## Work request
Pull every line containing the word "wooden" from the records.

------------

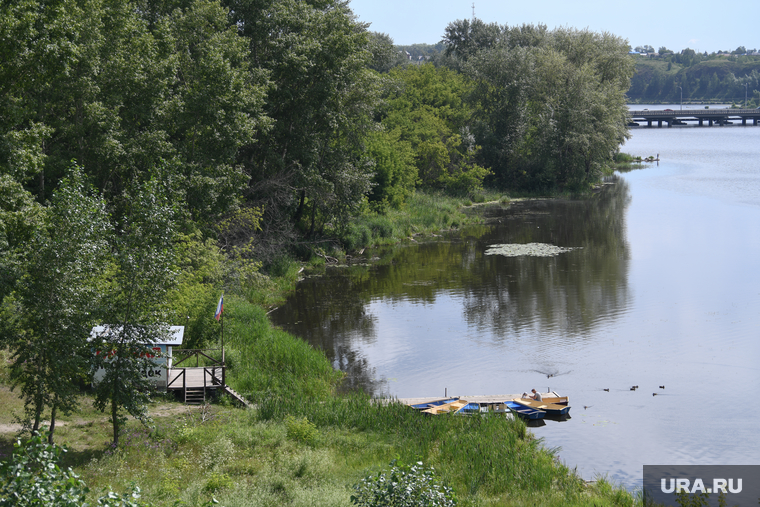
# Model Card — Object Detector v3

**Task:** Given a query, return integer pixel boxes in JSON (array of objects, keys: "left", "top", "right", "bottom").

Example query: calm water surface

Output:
[{"left": 270, "top": 122, "right": 760, "bottom": 489}]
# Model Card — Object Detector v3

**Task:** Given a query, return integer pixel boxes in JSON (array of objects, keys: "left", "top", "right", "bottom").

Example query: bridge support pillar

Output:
[
  {"left": 657, "top": 120, "right": 662, "bottom": 128},
  {"left": 698, "top": 119, "right": 703, "bottom": 127},
  {"left": 755, "top": 119, "right": 759, "bottom": 126},
  {"left": 742, "top": 118, "right": 747, "bottom": 126},
  {"left": 667, "top": 120, "right": 672, "bottom": 128},
  {"left": 647, "top": 120, "right": 652, "bottom": 127},
  {"left": 708, "top": 119, "right": 713, "bottom": 126}
]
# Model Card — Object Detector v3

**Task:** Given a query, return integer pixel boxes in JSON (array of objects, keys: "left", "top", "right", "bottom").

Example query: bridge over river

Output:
[{"left": 629, "top": 108, "right": 760, "bottom": 127}]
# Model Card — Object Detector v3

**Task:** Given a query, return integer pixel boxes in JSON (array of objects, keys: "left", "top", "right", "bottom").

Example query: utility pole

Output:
[
  {"left": 472, "top": 2, "right": 475, "bottom": 19},
  {"left": 678, "top": 85, "right": 683, "bottom": 111}
]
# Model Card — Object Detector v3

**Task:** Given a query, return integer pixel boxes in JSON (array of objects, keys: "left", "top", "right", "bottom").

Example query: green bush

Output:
[
  {"left": 351, "top": 459, "right": 457, "bottom": 507},
  {"left": 0, "top": 432, "right": 88, "bottom": 507},
  {"left": 344, "top": 224, "right": 372, "bottom": 251},
  {"left": 285, "top": 415, "right": 319, "bottom": 446},
  {"left": 203, "top": 472, "right": 233, "bottom": 493},
  {"left": 0, "top": 431, "right": 149, "bottom": 507}
]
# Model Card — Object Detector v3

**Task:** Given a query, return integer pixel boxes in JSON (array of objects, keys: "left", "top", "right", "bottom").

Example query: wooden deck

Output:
[
  {"left": 166, "top": 366, "right": 250, "bottom": 407},
  {"left": 167, "top": 367, "right": 224, "bottom": 389}
]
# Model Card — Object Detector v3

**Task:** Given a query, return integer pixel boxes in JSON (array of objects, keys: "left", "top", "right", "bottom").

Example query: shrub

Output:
[
  {"left": 285, "top": 415, "right": 319, "bottom": 446},
  {"left": 203, "top": 472, "right": 233, "bottom": 493},
  {"left": 0, "top": 431, "right": 149, "bottom": 507},
  {"left": 351, "top": 459, "right": 457, "bottom": 507},
  {"left": 0, "top": 432, "right": 88, "bottom": 507}
]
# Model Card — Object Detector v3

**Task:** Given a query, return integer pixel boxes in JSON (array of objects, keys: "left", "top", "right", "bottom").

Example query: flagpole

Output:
[
  {"left": 221, "top": 295, "right": 225, "bottom": 387},
  {"left": 221, "top": 310, "right": 224, "bottom": 364},
  {"left": 215, "top": 292, "right": 225, "bottom": 387}
]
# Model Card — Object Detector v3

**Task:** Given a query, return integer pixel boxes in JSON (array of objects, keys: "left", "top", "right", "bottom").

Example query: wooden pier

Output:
[
  {"left": 396, "top": 391, "right": 561, "bottom": 407},
  {"left": 166, "top": 349, "right": 250, "bottom": 407}
]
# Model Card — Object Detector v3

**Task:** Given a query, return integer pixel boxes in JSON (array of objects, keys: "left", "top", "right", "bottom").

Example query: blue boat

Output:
[
  {"left": 408, "top": 397, "right": 460, "bottom": 410},
  {"left": 454, "top": 402, "right": 481, "bottom": 415},
  {"left": 505, "top": 401, "right": 546, "bottom": 420}
]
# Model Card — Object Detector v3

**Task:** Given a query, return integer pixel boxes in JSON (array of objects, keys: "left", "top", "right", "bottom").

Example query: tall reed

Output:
[
  {"left": 224, "top": 296, "right": 342, "bottom": 402},
  {"left": 255, "top": 393, "right": 586, "bottom": 501}
]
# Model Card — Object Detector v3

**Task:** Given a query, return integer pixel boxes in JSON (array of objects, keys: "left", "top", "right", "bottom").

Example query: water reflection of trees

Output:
[
  {"left": 270, "top": 176, "right": 632, "bottom": 393},
  {"left": 461, "top": 175, "right": 632, "bottom": 339},
  {"left": 268, "top": 268, "right": 388, "bottom": 394}
]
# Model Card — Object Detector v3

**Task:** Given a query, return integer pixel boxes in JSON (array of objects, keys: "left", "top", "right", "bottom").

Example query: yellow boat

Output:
[
  {"left": 511, "top": 398, "right": 570, "bottom": 416},
  {"left": 540, "top": 395, "right": 569, "bottom": 406},
  {"left": 420, "top": 399, "right": 469, "bottom": 415}
]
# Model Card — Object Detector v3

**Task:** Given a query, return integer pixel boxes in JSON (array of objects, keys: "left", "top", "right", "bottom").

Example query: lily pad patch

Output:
[{"left": 484, "top": 243, "right": 581, "bottom": 257}]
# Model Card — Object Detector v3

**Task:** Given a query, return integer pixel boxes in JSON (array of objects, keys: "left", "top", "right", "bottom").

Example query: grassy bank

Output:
[
  {"left": 339, "top": 189, "right": 508, "bottom": 253},
  {"left": 2, "top": 298, "right": 637, "bottom": 506}
]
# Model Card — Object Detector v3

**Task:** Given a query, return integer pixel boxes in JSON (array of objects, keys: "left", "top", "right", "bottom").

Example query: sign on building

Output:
[{"left": 90, "top": 325, "right": 185, "bottom": 390}]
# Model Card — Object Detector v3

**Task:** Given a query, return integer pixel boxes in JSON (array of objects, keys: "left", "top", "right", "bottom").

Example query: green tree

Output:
[
  {"left": 441, "top": 18, "right": 505, "bottom": 67},
  {"left": 93, "top": 178, "right": 178, "bottom": 446},
  {"left": 381, "top": 64, "right": 489, "bottom": 195},
  {"left": 466, "top": 44, "right": 536, "bottom": 189},
  {"left": 2, "top": 164, "right": 110, "bottom": 442},
  {"left": 459, "top": 24, "right": 633, "bottom": 191},
  {"left": 0, "top": 175, "right": 44, "bottom": 302},
  {"left": 228, "top": 0, "right": 381, "bottom": 241},
  {"left": 364, "top": 129, "right": 417, "bottom": 210},
  {"left": 367, "top": 31, "right": 405, "bottom": 73},
  {"left": 0, "top": 0, "right": 267, "bottom": 223}
]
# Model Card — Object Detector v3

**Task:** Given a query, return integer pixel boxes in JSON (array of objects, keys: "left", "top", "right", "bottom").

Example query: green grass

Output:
[
  {"left": 223, "top": 296, "right": 342, "bottom": 402},
  {"left": 64, "top": 400, "right": 635, "bottom": 506},
  {"left": 340, "top": 189, "right": 508, "bottom": 253}
]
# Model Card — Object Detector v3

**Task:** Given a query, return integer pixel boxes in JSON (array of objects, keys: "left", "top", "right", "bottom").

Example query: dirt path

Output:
[{"left": 0, "top": 403, "right": 194, "bottom": 435}]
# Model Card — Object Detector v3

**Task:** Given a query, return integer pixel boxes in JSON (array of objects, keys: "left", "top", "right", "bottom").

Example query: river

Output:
[{"left": 269, "top": 112, "right": 760, "bottom": 489}]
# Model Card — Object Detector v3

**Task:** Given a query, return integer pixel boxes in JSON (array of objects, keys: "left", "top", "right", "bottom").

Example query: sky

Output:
[{"left": 348, "top": 0, "right": 757, "bottom": 54}]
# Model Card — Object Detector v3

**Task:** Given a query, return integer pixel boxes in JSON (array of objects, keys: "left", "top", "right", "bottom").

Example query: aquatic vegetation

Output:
[{"left": 484, "top": 243, "right": 581, "bottom": 257}]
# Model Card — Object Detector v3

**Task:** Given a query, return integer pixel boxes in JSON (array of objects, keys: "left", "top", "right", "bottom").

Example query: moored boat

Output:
[
  {"left": 408, "top": 397, "right": 460, "bottom": 410},
  {"left": 454, "top": 402, "right": 481, "bottom": 414},
  {"left": 420, "top": 399, "right": 469, "bottom": 415},
  {"left": 504, "top": 401, "right": 546, "bottom": 420},
  {"left": 539, "top": 392, "right": 569, "bottom": 406},
  {"left": 511, "top": 398, "right": 571, "bottom": 416}
]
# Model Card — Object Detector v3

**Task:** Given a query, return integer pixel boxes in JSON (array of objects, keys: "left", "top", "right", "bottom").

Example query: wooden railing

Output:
[
  {"left": 168, "top": 349, "right": 226, "bottom": 390},
  {"left": 167, "top": 368, "right": 185, "bottom": 390},
  {"left": 172, "top": 349, "right": 223, "bottom": 368}
]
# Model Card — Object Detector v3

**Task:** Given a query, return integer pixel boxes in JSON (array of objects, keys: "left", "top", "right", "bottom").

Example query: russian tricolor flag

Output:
[{"left": 215, "top": 294, "right": 224, "bottom": 321}]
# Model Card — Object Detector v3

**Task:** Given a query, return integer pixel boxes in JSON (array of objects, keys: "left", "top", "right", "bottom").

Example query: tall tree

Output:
[
  {"left": 2, "top": 164, "right": 110, "bottom": 442},
  {"left": 380, "top": 64, "right": 489, "bottom": 196},
  {"left": 93, "top": 177, "right": 178, "bottom": 446},
  {"left": 226, "top": 0, "right": 381, "bottom": 245},
  {"left": 0, "top": 0, "right": 268, "bottom": 223},
  {"left": 451, "top": 22, "right": 634, "bottom": 191}
]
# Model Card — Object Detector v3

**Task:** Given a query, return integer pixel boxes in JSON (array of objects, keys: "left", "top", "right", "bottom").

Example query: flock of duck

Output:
[{"left": 602, "top": 385, "right": 665, "bottom": 396}]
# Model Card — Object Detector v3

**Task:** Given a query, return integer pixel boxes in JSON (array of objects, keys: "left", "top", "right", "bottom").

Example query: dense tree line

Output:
[
  {"left": 441, "top": 20, "right": 633, "bottom": 191},
  {"left": 1, "top": 0, "right": 634, "bottom": 439},
  {"left": 627, "top": 53, "right": 760, "bottom": 105}
]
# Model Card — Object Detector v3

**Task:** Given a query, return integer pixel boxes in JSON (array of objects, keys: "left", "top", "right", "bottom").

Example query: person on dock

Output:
[{"left": 522, "top": 389, "right": 542, "bottom": 401}]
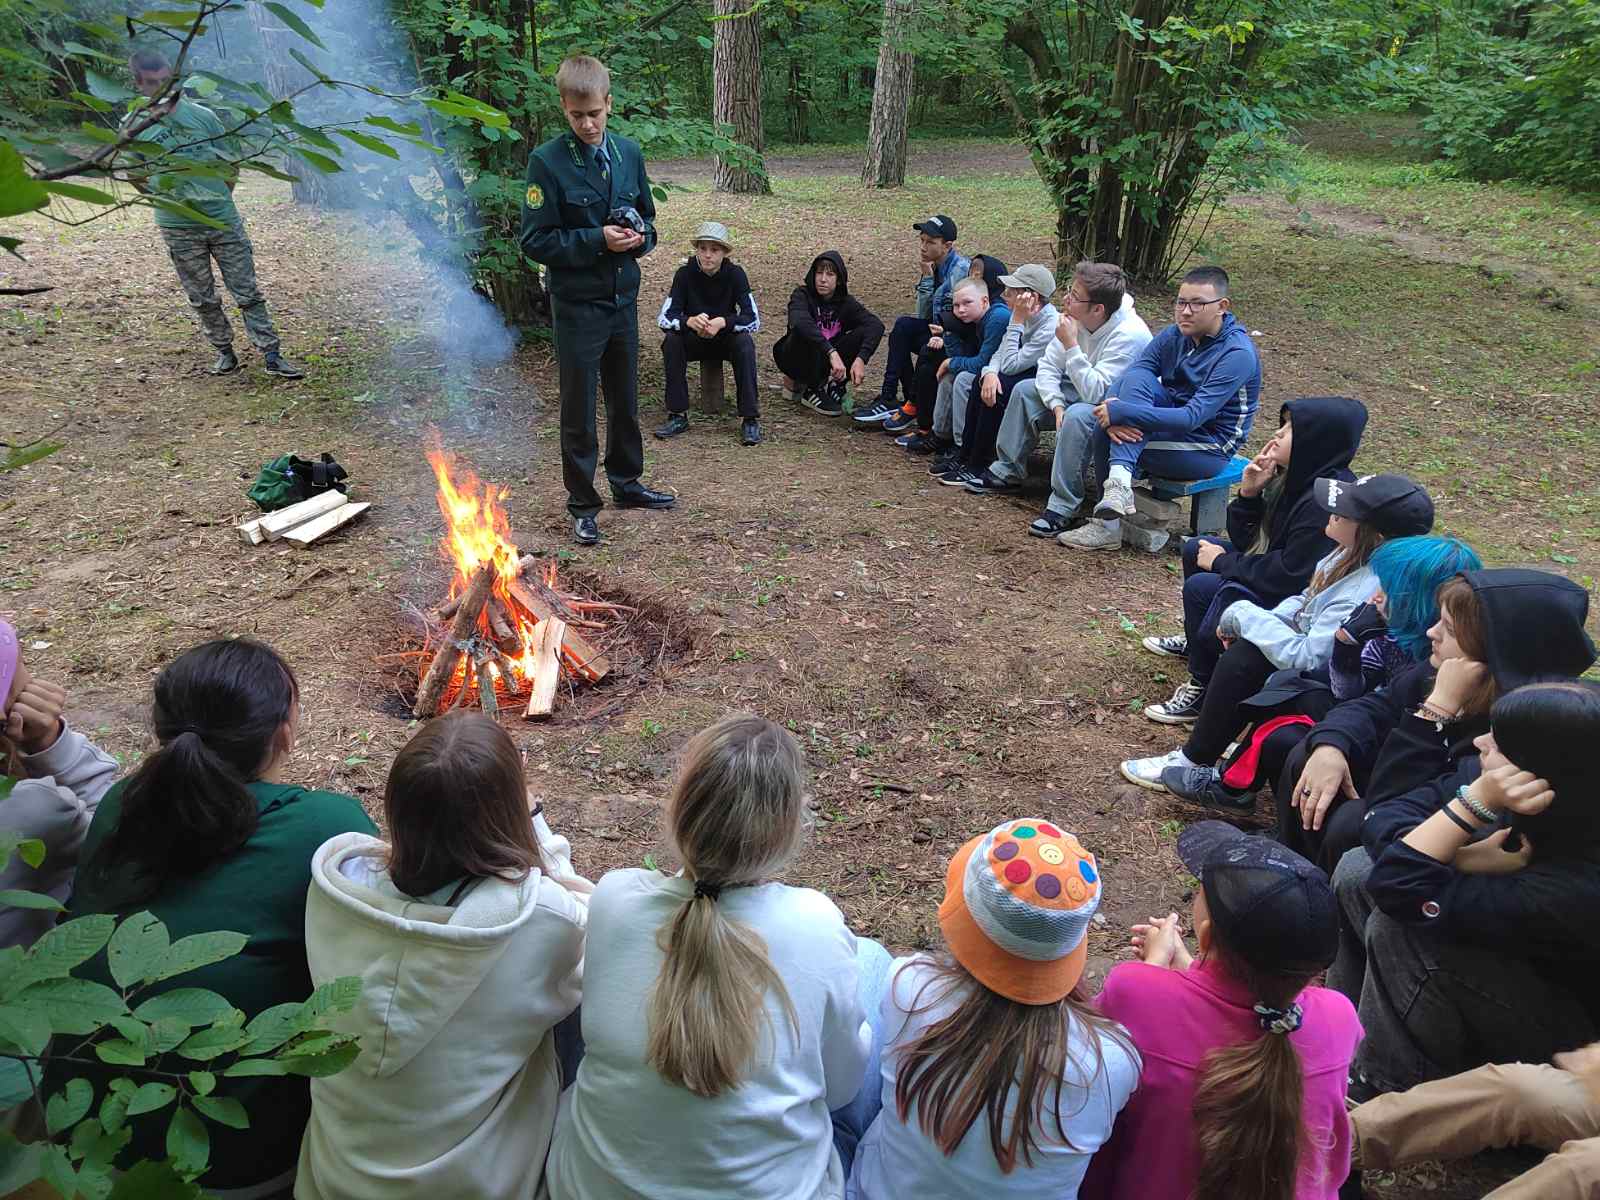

------------

## Exercise solution
Example query: wooden deck
Example query: wooden pier
Example query: wooden railing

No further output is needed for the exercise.